### Stated exercise
Count the lines in the entries below that contain the string "post", treating uppercase and lowercase as different. Reply with only the number.

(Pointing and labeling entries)
****************

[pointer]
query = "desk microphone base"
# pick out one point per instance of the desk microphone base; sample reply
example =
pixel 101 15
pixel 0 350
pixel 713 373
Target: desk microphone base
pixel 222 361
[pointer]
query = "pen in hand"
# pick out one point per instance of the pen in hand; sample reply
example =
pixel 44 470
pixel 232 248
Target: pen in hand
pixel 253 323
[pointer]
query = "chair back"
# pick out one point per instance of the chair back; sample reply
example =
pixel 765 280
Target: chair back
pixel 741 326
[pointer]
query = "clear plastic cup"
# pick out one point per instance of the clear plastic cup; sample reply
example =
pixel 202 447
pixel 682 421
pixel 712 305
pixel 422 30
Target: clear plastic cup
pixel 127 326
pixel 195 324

****************

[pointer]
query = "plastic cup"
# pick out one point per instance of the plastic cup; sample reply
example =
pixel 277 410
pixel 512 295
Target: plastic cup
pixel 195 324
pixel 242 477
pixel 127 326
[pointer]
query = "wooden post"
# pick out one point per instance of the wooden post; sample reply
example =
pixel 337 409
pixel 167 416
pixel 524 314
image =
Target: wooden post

****************

### Exercise output
3